### PROBLEM STATEMENT
Below are several entries. Transcribe exactly those lines that fall from the one with "Note to the class: find the snow in" through the one with "Note to the class: find the loader cab", end lines included.

### RECORDS SHOWN
**********
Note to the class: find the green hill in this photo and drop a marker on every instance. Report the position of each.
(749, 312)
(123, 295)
**********
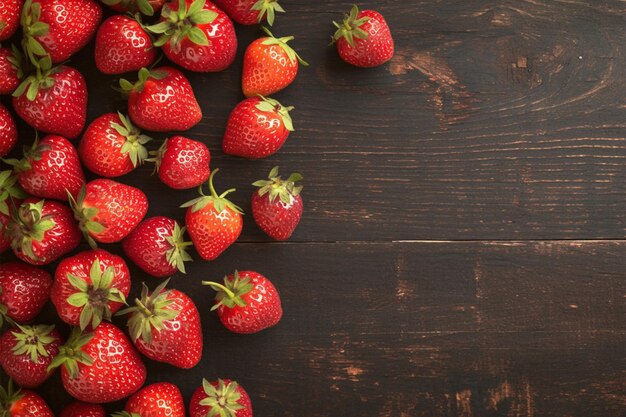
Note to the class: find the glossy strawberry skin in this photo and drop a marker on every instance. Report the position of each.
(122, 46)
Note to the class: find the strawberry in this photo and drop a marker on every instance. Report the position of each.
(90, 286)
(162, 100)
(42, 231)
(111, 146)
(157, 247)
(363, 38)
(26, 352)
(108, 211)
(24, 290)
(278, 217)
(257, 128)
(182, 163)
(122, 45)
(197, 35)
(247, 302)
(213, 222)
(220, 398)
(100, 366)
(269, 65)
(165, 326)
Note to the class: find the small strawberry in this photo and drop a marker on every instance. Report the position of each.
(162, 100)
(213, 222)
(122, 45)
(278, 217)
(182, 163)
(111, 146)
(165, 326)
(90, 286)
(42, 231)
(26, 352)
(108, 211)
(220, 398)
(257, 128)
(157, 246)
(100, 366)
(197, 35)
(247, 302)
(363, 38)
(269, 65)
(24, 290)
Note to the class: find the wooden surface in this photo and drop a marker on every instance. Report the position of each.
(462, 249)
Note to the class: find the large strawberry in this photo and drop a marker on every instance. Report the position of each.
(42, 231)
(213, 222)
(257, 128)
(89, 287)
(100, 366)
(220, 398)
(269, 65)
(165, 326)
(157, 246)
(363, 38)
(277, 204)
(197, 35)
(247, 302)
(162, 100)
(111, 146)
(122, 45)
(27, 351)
**********
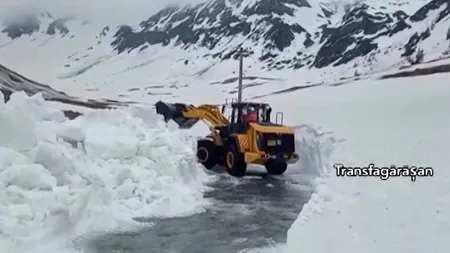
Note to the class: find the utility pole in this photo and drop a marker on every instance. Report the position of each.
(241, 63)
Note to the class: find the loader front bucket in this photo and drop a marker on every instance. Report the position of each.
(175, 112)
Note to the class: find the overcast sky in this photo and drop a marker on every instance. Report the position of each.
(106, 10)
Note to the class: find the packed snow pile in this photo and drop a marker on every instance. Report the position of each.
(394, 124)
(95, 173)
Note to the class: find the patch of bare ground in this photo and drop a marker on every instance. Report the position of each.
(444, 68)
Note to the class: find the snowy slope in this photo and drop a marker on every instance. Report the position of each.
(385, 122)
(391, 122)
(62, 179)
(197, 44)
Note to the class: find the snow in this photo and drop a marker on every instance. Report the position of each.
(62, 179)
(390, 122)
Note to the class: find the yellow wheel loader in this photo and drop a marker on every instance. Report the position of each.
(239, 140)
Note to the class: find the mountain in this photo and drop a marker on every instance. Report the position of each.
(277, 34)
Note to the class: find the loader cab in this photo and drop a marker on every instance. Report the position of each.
**********
### TASK SOLUTION
Note to the class: find the snow in this photo and drop a marker on every instance. Report the position of each.
(62, 179)
(390, 122)
Note to the class: find the yellow wheel loader in this photo and drop a marker on every instance. Report the position of each.
(239, 140)
Note to the class: find the mountain in this photo and drop a marker on every instance. Report the position of each.
(277, 34)
Note to the class: find the loader cab in this photo and drop a marker on every instance. Report the position of each.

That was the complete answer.